#### Excerpt to read
┄┄┄┄┄┄┄┄┄┄┄┄┄┄┄┄┄┄┄┄

Jeff Trawick wrote:
Brian Ruthven - Sun UK wrote:

I know this isn't telnet or rlogin, but could this be another manifestation of 6905405 ?
http://bugs.opensolaris.org/bugdatabase/view_bug.do?bug_id=6905405

Thanks!  I tried the work-around documented in that CR

ndd -set /dev/tcp tcp_max_buf 64000

and so far it works.

Viewing the CR internally, I see the statement

"This problem should only happen for a loopback connection
falling from fused state back to non-fused state."

By chance does that happen when the connection is half closed?

Personally I'm not sure. Offhand, I don't know whether connection closing goes through unfusing, but it could be that you've found another trigger for it. You should be able to check the fused state of the connection (if it hangs around long enough for you to locate and inspect it), but this may not tell you whether it was fused in the past.

┄┄┄┄┄┄┄┄┄┄┄┄┄┄┄┄┄┄┄┄

#### Raw data
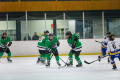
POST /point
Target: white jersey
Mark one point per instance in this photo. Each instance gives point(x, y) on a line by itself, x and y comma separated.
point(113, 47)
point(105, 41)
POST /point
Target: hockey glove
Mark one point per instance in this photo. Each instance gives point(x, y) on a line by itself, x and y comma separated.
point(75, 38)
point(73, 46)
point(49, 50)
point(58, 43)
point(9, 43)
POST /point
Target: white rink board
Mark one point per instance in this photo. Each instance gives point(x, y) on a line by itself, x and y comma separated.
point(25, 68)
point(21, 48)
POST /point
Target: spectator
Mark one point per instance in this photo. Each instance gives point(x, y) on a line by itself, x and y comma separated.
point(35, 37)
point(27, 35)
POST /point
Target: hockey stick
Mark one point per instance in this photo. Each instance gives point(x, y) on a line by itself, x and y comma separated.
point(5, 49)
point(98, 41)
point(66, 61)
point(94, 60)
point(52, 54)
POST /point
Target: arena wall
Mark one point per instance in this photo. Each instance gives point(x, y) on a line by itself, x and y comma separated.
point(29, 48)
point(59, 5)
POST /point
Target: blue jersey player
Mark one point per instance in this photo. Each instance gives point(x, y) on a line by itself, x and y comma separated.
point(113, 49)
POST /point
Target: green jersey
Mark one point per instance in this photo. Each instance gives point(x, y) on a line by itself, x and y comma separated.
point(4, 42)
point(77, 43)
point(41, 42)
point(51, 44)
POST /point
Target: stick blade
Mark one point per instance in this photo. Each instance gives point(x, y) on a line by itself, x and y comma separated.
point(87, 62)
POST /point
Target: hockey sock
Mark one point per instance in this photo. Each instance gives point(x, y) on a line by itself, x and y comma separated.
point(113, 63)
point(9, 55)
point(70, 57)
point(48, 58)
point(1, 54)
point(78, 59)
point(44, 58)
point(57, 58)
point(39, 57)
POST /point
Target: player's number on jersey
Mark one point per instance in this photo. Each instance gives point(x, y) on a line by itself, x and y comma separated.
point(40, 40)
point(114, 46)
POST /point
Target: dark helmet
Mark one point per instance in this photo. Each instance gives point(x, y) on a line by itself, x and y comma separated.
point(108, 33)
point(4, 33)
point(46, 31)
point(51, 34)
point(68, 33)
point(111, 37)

┄┄┄┄┄┄┄┄┄┄┄┄┄┄┄┄┄┄┄┄

#### Exercises to complete
1) Answer these questions about the exchange on the TCP work-around:
(a) Which bug number is raised as a possible cause of the problem?
(b) What ndd command is given as the work-around?
(c) According to the statement quoted from the CR, in what situation should the problem only happen?
2) In the exchange on the TCP work-around, write out the stretch from "Viewing the CR" through "in the past.".
3) Continue the exchange on the TCP work-around from its final sentence.

#### Solved tasks
1)
(a) 6905405
(b) ndd -set /dev/tcp tcp_max_buf 64000
(c) For a loopback connection falling from fused state back to non-fused state.

2)
Viewing the CR internally, I see the statement

"This problem should only happen for a loopback connection
falling from fused state back to non-fused state."

By chance does that happen when the connection is half closed?

Personally I'm not sure. Offhand, I don't know whether connection closing goes through unfusing, but it could be that you've found another trigger for it. You should be able to check the fused state of the connection (if it hangs around long enough for you to locate and inspect it), but this may not tell you whether it was fused in the past.

3)
Regards,
Brian





Jeff Trawick wrote:
Beginning with snv_129, an httpd testcase started failing. The essence of the testcase is the following:

client connects to server over loopback
client sends HTTP header and blocks in another write() for 100000 bytes
server reads HTTP header
server writes response to client
server shuts down socket for write
server then goes into a loop:
  wait a short time for socket to be readable
  try to read 512 bytes

with snv_128a, the server is able to read the entire 100000 bytes from the client, 512 bytes at a time

with snv_129, the server only gets 1 byte at a time from the client and eventually gives up

if the same client program runs on snv_111b and connects to the server on snv_129 over the e1000g0 interface, the server is able to read the entire 100000 bytes from the client, 512 bytes at a time

if the client program runs on the server system but uses the e1000g0 interface instead of 127.0.0.1, it fails in the same way

some config details:
* snv_128a and snv_129 were running on top of VirtualBox on top of 2009.06 * the client is /usr/bin/perl (5.8.4), though as truss shows it stuck in write(...,...,100000) during the interesting period, I don't think that matters * the server is not the integrated Apache but a standalone build; the same binaries and configuration are used for both snv_128a and snv_129

Does this ring a bell, or should I experiment further? Any hints on what to experiment with next?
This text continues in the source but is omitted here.